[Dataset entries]
>>

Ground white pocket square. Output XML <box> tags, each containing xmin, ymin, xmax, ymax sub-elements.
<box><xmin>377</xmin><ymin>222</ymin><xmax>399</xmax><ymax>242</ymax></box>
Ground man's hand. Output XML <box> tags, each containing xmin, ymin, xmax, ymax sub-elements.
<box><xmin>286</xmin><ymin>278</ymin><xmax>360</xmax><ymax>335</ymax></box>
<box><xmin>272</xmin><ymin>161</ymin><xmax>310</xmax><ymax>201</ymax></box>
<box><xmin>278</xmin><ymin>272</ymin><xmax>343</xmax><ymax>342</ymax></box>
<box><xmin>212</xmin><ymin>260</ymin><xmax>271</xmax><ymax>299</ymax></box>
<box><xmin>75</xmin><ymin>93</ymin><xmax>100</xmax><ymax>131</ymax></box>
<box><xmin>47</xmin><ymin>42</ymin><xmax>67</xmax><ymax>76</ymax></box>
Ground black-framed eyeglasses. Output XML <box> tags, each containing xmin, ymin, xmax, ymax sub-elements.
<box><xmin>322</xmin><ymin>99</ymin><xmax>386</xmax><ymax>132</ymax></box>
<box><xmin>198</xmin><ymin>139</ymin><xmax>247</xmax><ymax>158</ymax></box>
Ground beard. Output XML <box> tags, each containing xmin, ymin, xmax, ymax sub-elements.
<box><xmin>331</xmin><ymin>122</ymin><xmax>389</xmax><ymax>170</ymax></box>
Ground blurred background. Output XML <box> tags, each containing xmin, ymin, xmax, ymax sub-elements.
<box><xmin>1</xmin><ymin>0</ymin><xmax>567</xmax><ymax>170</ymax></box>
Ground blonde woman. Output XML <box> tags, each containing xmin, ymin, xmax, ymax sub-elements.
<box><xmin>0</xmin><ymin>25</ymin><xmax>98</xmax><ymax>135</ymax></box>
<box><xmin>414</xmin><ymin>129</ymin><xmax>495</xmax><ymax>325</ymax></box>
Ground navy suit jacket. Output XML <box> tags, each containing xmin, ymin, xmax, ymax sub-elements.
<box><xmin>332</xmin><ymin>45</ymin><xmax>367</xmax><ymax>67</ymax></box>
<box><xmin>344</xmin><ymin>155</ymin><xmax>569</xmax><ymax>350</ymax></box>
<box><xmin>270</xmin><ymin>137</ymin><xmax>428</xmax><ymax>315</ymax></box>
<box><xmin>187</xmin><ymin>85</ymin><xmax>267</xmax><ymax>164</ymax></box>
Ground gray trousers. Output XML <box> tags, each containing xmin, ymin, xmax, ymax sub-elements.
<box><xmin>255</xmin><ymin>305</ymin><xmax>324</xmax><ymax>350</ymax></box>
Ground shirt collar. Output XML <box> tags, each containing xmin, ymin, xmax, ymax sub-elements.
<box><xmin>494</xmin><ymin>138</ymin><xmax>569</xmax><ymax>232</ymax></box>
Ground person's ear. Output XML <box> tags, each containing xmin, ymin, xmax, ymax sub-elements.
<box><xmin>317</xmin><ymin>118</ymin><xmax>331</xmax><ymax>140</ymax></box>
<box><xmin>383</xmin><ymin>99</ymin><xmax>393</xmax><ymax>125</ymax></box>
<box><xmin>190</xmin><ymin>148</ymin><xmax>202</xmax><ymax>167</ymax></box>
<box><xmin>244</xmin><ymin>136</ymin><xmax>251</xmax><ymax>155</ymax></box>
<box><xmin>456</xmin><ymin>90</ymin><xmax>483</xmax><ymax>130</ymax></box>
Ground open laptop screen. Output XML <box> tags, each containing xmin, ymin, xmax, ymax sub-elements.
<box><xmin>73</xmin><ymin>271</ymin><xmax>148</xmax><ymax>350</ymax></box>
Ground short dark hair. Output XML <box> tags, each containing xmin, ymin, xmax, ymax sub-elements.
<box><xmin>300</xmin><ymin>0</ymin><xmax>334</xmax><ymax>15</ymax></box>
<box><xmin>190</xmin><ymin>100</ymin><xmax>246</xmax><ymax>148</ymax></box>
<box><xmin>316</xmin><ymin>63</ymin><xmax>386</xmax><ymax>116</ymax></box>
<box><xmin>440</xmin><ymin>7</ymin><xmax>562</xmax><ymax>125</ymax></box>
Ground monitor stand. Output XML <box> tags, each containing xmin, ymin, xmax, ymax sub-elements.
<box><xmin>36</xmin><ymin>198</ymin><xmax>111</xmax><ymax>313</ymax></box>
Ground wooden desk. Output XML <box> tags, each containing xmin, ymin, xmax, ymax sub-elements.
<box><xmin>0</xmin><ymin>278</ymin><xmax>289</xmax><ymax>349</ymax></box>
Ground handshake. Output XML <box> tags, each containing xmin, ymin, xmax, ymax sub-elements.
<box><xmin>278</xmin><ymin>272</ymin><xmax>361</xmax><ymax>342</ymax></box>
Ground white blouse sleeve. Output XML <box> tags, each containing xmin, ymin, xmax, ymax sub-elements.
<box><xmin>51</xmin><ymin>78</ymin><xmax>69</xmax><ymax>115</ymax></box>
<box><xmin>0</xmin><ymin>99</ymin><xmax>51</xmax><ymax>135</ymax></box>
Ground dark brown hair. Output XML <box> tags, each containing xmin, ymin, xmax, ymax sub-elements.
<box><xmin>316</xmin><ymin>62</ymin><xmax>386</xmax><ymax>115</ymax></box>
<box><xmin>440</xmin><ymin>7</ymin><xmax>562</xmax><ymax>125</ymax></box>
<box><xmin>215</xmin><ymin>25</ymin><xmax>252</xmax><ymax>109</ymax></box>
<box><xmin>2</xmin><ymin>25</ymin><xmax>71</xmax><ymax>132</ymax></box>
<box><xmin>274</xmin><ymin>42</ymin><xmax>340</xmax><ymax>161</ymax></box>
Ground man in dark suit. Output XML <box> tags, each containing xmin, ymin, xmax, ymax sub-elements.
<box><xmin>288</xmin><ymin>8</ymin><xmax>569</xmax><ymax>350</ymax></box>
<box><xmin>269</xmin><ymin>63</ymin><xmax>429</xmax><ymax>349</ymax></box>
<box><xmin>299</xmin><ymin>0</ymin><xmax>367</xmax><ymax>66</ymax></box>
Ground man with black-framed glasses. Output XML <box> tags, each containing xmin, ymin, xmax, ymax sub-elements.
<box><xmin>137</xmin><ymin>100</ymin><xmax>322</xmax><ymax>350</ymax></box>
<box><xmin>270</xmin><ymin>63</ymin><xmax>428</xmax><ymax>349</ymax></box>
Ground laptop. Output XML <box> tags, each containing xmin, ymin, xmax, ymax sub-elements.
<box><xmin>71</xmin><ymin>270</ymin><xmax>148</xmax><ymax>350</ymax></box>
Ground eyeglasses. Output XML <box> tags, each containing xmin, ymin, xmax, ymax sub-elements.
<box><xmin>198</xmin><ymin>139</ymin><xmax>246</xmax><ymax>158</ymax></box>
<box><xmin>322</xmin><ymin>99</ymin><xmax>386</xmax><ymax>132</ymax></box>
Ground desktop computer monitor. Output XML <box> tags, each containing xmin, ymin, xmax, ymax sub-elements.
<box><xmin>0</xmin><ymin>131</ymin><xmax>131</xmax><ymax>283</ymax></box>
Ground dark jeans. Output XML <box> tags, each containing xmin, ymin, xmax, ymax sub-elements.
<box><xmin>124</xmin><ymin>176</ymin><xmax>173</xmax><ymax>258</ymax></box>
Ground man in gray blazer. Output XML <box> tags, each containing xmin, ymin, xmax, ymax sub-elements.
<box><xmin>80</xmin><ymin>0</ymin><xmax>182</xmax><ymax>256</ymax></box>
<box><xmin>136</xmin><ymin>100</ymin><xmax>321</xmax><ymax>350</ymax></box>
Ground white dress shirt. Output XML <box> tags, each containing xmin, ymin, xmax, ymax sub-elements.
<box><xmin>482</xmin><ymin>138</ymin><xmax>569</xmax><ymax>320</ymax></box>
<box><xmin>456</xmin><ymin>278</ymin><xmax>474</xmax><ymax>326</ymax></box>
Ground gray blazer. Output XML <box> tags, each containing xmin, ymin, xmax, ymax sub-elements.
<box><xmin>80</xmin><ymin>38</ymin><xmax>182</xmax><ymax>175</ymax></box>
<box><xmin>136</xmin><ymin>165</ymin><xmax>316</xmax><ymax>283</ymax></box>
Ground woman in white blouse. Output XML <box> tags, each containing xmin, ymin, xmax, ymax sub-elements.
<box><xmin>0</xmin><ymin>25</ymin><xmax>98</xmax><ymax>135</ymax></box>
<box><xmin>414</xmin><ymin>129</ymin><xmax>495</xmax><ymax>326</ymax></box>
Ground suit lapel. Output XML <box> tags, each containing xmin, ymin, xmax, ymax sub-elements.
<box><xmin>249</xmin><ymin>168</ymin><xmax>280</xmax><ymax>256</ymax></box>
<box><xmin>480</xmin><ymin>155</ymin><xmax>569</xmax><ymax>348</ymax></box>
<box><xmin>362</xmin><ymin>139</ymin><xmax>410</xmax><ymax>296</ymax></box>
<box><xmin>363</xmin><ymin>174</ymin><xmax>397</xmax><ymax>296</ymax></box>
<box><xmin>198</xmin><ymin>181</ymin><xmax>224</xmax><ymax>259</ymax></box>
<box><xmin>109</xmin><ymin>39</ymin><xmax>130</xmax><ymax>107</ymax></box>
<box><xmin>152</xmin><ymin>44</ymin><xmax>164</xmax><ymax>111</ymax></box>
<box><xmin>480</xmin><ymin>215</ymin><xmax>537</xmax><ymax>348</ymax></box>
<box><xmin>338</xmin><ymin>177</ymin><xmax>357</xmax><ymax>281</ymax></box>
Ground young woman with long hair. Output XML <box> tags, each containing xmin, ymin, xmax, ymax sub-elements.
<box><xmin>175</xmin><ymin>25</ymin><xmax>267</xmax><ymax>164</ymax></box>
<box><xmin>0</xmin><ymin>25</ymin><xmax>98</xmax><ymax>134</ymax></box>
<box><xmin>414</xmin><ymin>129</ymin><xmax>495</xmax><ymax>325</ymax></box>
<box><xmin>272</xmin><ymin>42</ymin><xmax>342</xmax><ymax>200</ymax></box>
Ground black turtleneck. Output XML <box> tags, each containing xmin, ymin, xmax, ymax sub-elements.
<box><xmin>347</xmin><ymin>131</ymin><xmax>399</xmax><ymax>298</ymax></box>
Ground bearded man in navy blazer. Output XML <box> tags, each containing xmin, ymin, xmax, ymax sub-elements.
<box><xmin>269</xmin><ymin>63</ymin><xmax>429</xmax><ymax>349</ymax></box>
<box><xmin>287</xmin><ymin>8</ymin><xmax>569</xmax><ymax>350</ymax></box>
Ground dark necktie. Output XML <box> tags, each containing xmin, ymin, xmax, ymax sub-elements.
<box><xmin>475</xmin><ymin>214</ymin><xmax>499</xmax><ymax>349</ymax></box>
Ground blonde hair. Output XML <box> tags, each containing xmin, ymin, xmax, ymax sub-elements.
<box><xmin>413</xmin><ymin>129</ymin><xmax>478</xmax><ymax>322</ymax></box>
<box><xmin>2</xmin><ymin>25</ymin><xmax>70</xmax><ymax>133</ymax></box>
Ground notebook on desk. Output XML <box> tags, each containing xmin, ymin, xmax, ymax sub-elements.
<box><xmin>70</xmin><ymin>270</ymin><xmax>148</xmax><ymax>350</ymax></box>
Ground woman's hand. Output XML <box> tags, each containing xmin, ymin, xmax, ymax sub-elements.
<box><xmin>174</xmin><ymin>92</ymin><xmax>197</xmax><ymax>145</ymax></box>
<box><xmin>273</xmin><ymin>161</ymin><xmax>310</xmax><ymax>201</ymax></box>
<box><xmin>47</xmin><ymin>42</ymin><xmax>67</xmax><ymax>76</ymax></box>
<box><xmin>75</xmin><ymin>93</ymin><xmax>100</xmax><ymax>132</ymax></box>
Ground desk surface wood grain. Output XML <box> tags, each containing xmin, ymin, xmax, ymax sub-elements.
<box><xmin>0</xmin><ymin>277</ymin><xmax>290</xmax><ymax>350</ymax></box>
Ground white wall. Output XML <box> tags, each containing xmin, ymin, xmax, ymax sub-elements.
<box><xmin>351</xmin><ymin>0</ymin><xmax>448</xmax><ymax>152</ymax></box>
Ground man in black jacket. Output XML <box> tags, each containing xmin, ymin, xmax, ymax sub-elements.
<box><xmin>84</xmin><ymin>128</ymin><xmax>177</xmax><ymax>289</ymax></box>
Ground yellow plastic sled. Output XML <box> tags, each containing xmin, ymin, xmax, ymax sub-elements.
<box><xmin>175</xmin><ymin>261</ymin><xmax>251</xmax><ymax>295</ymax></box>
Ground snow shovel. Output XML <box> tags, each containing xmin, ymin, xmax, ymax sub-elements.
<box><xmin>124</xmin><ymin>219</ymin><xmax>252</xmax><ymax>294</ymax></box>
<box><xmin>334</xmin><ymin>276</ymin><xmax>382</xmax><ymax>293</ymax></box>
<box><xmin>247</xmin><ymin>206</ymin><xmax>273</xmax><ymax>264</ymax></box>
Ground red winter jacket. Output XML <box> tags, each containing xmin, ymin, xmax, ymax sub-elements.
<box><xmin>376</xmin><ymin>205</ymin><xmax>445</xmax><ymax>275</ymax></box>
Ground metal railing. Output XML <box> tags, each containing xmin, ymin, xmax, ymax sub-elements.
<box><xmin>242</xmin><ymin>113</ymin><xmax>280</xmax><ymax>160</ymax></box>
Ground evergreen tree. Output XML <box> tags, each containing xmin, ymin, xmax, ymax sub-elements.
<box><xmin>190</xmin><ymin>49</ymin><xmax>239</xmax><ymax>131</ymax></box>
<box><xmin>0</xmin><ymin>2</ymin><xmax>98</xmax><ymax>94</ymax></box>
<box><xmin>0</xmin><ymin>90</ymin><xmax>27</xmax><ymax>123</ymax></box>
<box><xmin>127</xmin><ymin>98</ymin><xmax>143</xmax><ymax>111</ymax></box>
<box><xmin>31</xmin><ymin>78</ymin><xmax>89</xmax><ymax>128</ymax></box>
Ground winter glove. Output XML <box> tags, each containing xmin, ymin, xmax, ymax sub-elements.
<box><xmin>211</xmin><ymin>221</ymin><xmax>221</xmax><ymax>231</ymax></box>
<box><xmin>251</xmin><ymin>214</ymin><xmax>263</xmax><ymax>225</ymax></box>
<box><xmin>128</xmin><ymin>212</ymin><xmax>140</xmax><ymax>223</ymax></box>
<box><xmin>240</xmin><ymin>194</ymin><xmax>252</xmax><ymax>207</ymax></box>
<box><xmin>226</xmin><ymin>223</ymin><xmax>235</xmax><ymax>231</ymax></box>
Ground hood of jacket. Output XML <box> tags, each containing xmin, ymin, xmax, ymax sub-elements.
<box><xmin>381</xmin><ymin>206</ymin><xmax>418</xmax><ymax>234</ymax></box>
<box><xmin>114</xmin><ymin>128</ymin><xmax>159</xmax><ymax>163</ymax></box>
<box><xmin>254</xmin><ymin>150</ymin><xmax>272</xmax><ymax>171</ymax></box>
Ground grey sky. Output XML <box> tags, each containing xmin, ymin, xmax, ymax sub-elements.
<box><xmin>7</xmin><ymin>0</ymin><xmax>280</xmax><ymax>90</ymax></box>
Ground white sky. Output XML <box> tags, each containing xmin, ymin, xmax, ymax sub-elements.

<<

* _WORK REQUEST_
Output consists of exactly the lines from the one containing "Ground hood of" to the end of the records above, retyped without change and with nothing extra.

* _RESULT OF THIS TASK_
Ground hood of jacket. Output XML <box> tags, each containing xmin, ymin, xmax, ymax sub-elements.
<box><xmin>381</xmin><ymin>206</ymin><xmax>418</xmax><ymax>234</ymax></box>
<box><xmin>114</xmin><ymin>128</ymin><xmax>159</xmax><ymax>163</ymax></box>
<box><xmin>254</xmin><ymin>150</ymin><xmax>272</xmax><ymax>171</ymax></box>
Ground grey sky. Output XML <box> tags, each containing xmin, ymin, xmax, ymax sub-elements.
<box><xmin>7</xmin><ymin>0</ymin><xmax>280</xmax><ymax>90</ymax></box>
Ground white sky. Output XML <box> tags, each containing xmin, ymin, xmax, ymax sub-elements.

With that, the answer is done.